EXERCISE:
Convert the records below into a numbered list, one line per item, and leave out any blank lines.

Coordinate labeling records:

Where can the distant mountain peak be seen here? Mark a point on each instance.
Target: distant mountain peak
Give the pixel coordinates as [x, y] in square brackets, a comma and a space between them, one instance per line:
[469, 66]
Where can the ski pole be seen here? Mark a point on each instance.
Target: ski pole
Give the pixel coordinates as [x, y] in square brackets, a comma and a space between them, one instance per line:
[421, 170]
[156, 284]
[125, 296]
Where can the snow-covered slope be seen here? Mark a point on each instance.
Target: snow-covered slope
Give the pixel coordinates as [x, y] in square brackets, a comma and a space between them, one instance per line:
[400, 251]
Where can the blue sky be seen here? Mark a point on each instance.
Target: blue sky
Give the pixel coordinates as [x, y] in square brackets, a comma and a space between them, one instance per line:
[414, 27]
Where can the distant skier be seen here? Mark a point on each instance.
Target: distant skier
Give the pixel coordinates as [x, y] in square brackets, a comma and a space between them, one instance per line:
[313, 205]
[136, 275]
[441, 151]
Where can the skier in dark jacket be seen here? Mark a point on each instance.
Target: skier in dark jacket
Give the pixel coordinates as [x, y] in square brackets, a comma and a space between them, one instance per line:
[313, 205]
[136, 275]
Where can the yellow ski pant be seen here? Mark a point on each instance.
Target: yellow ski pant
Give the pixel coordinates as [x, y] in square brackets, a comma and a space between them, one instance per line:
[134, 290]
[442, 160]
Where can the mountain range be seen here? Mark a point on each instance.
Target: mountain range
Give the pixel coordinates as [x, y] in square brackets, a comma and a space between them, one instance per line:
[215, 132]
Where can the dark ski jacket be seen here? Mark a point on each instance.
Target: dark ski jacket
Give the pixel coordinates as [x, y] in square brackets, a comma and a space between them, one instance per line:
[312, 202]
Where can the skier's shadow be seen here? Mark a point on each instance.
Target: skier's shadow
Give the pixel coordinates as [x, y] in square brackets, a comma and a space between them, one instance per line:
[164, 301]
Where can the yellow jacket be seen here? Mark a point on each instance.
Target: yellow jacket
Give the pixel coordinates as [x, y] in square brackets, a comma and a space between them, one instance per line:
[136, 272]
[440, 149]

REPLY TO THE EXERCISE:
1. Where can the distant mountain peak be seen here? Mark a point on each instance.
2. Target: distant mountain peak
3. Give the pixel coordinates as [x, y] in square brackets, a comma and a space between them, one instance per line:
4. [469, 66]
5. Where can the ski pole be seen here? Mark a point on each instance.
6. Target: ski pole
7. Give the pixel coordinates as [x, y] in square brackets, a comma and a space between them, one instance per line:
8. [421, 170]
9. [156, 284]
10. [125, 296]
11. Where can the snow-covered slope be seen here? Mark a point on each instance.
12. Target: snow-covered slope
13. Give the pixel coordinates as [x, y] in square brackets, a comma and a space between them, one instance per line:
14. [400, 251]
15. Where can the blue sky be seen here? Mark a point on each instance.
16. Target: blue sky
17. Give the pixel coordinates as [x, y] in square brackets, a comma and a space between them, one instance per line:
18. [414, 27]
19. Where can the distant skier be seen here? Mark a point on each instance.
20. Target: distant skier
21. Give the pixel coordinates as [x, y] in square brackets, a comma and a space between them, one instance per line:
22. [313, 205]
23. [136, 275]
24. [441, 151]
25. Where can the skier in dark jacket be seen here? Mark a point on each instance.
26. Target: skier in dark jacket
27. Give the pixel coordinates as [x, y] in square brackets, a comma and a space between them, one instance per line:
28. [313, 205]
29. [136, 275]
30. Where can the yellow ski pant be seen here? Mark a point on each instance.
31. Target: yellow ski pant
32. Give the pixel coordinates as [x, y] in square brackets, a comma and a space between them, one instance per line:
33. [134, 290]
34. [442, 160]
35. Where can the mountain range be seen here? Mark a point on each instance.
36. Target: mountain range
37. Give the pixel coordinates as [x, y] in square brackets, a comma and a space between them, one instance per line:
38. [215, 132]
39. Where can the dark ski jacket be seen here? Mark a point on each instance.
40. Target: dark ski jacket
41. Give the pixel coordinates as [x, y] in square brackets, a comma and a space between them, one instance per line:
42. [312, 202]
43. Where can the skier's shadow be seen here? Mark a point on each instance.
44. Target: skier's shadow
45. Give the pixel coordinates as [x, y] in square brackets, a comma and a space between them, one instance per line:
46. [164, 301]
47. Where can the yellow jacket be seen here? Mark a point on each instance.
48. Target: yellow jacket
49. Give the pixel coordinates as [x, y] in square brackets, a comma and a space between them, one instance per line:
50. [136, 272]
51. [440, 149]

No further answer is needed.